#### Gegeven tekst ####

ECLI:NL:CRVB:2019:2429

Centrale Raad van Beroep

Datum uitspraak
17 juli 2019
Publicatiedatum
23 juli 2019
Zaaknummer
17/7820 ZVW
Instantie
Centrale Raad van Beroep
Type
Uitspraak
Rechtsgebied
Bestuursrecht; Socialezekerheidsrecht
Procedures
  • Hoger beroep
Rechters
Vindplaatsen
  • Rechtspraak.nl
AI samenvatting door LexboostAutomatisch gegenereerd

Hoger beroep tegen besluit CAK inzake aanmelding als wanbetaler en bestuursrechtelijke premie

In deze zaak heeft de Centrale Raad van Beroep op 17 juli 2019 uitspraak gedaan in hoger beroep tegen een eerdere uitspraak van de rechtbank Amsterdam. De appellant, die door zijn zorgverzekeraar als wanbetaler was aangemeld, had bezwaar gemaakt tegen het besluit van het CAK dat hem een bestuursrechtelijke premie oplegde. De rechtbank had het beroep van de appellant ongegrond verklaard, waarop de appellant in hoger beroep ging. De Raad heeft vastgesteld dat het CAK binnen zijn bevoegdheden heeft gehandeld en dat de rechtbank de taakverdeling tussen het CAK en de Sociale Verzekeringsbank (Svb) correct heeft uitgelegd. De appellant voerde aan dat de rechtbank ten onrechte had geoordeeld dat het CAK op een bezwaarschrift van de Svb kon beslissen en dat er sprake was van schending van het ne bis in idem-beginsel. De Raad oordeelde dat de beroepsgronden van de appellant niet opgingen en bevestigde de uitspraak van de rechtbank. De Raad concludeerde dat er geen aanleiding was voor een veroordeling in de proceskosten.

Uitspraak

17.7820 ZVW

Datum uitspraak: 17 juli 2019
Centrale Raad van Beroep
Enkelvoudige kamer
Uitspraak op het hoger beroep tegen de uitspraak van de rechtbank Amsterdam van
31 oktober 2017, 17/3409 (aangevallen uitspraak)
Partijen:
[appellant] te [woonplaats] (appellant)

CAK

PROCESVERLOOP
Vanaf 1 januari 2017 oefent CAK in zaken als deze de bevoegdheden uit die voorheen door het Zorginstituut Nederland werden uitgeoefend. In deze uitspraak wordt onder CAK mede verstaan Zorginstituut Nederland.

####

Opdracht 1:
Neem uit de uitspraak van de Centrale Raad van Beroep woord voor woord het stuk over van "17.7820 ZVW" tot en met "17/3409 (aangevallen uitspraak)".
Opdracht 2:
Zet de alinea die begint met "In deze zaak heeft de Centrale Raad van Beroep" uit de uitspraak van de Centrale Raad van Beroep om in een beknopte opsomming met de belangrijkste feiten.
Opdracht 3:
Schrijf de uitspraak van de Centrale Raad van Beroep verder, te beginnen na de laatste zin onder "PROCESVERLOOP".

#### Aangeleverde regels ####

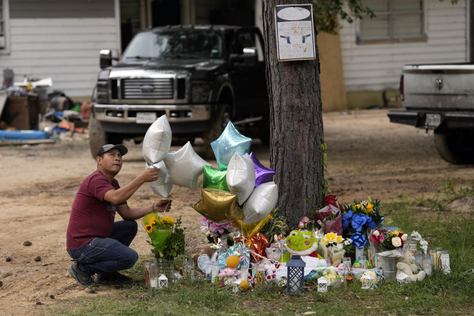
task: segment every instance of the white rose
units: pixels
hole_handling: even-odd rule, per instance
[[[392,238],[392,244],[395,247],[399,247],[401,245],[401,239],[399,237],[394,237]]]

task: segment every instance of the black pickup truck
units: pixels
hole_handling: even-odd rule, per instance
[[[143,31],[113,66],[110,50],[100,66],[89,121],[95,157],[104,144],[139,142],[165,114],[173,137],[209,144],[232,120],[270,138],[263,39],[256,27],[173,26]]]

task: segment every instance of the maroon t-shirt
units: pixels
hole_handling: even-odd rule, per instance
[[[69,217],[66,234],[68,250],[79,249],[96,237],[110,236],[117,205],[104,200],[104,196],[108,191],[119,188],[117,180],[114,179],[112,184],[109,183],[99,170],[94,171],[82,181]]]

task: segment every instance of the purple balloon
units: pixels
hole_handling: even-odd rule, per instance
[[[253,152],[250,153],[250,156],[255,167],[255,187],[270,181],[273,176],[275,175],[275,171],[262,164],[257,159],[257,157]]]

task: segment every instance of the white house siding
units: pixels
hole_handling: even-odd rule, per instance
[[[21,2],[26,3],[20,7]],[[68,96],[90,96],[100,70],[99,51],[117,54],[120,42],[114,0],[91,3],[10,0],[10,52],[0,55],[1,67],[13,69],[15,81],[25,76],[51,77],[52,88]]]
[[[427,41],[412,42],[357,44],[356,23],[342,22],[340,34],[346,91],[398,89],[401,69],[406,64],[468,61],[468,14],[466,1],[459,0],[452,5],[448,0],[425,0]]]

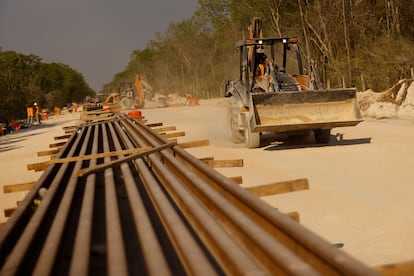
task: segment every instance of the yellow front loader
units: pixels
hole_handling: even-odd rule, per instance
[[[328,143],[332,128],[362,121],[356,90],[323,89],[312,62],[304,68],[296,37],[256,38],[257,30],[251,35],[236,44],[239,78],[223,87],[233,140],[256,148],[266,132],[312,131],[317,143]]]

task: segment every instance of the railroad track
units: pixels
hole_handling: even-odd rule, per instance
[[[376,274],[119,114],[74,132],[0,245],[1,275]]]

####

Antwoord 1:
17.7820 ZVW

Datum uitspraak: 17 juli 2019
Centrale Raad van Beroep
Enkelvoudige kamer
Uitspraak op het hoger beroep tegen de uitspraak van de rechtbank Amsterdam van
31 oktober 2017, 17/3409 (aangevallen uitspraak)

Antwoord 2:
- Op 17 juli 2019 deed de Centrale Raad van Beroep uitspraak in hoger beroep tegen een eerdere uitspraak van de rechtbank Amsterdam.
- De appellant was door zijn zorgverzekeraar als wanbetaler aangemeld en maakte bezwaar tegen het besluit van het CAK dat hem een bestuursrechtelijke premie oplegde.
- De rechtbank verklaarde zijn beroep ongegrond, waarna hij in hoger beroep ging.
- Hij voerde aan dat de rechtbank ten onrechte had geoordeeld dat het CAK op een bezwaarschrift van de Sociale Verzekeringsbank (Svb) kon beslissen, en dat het ne bis in idem-beginsel was geschonden.
- De Raad stelde vast dat het CAK binnen zijn bevoegdheden had gehandeld en dat de rechtbank de taakverdeling tussen het CAK en de Svb correct had uitgelegd.
- De beroepsgronden gingen niet op en de uitspraak van de rechtbank werd bevestigd.
- Voor een veroordeling in de proceskosten zag de Raad geen aanleiding.

Antwoord 3:
Appellant heeft hoger beroep ingesteld.
CAK heeft een verweerschrift ingediend.
Het onderzoek ter zitting heeft plaatsgevonden op 24 april 2019. Appellant is niet verschenen. CAK heeft zich laten vertegenwoordigen door mr. J.M. Nijman.

OVERWEGINGEN

1. Bij de aangevallen uitspraak heeft de rechtbank ongegrond verklaard het beroep van appellant tegen het besluit van 29 mei 2017 (bestreden besluit) waarbij CAK beslissend op bezwaar, zijn besluit van 29 maart 2016 heeft gehandhaafd. Bij dat besluit heeft CAK appellant meegedeeld dat hij door zijn zorgverzekeraar is aangemeld als wanbetaler, dat hij vanaf april 2016 een bestuursrechtelijke premie verschuldigd is en dat deze premie in opdracht van CAK door de Sociale Verzekeringsbank (Svb) op zijn AOW-uitkering wordt ingehouden (broninhouding).
2. Appellant heeft zich in hoger beroep gekeerd tegen de aangevallen uitspraak. Appellant heeft aangevoerd dat de rechtbank zijn beroep ten onrechte heeft opgevat als te zijn gericht tegen de bestuursrechtelijke premie. Het gaat appellant erom dat klakkeloos alle mogelijke beslagen zijn mogelijk gemaakt. Voorts acht appellant het niet mogelijk dat de rechtbank het aanvaardbaar heeft geacht dat CAK beslist op een bezwaarschrift ingediend bij de Svb. Daarnaast heeft hij aangevoerd dat CAK door twee maal te beslissen op zijn bezwaarschrift het in artikel 14, zevende lid, van het Internationaal verdrag inzake burgerrechten en politieke rechten (BUPO) neergelegde beginsel ‘ne bis in idem’ heeft geschonden. Ten slotte acht appellant het onbegrijpelijk dat de rechtbank geen gevolgen heeft verbonden aan het oordeel dat niet tijdig is beslist op zijn bezwaarschrift.
3.1.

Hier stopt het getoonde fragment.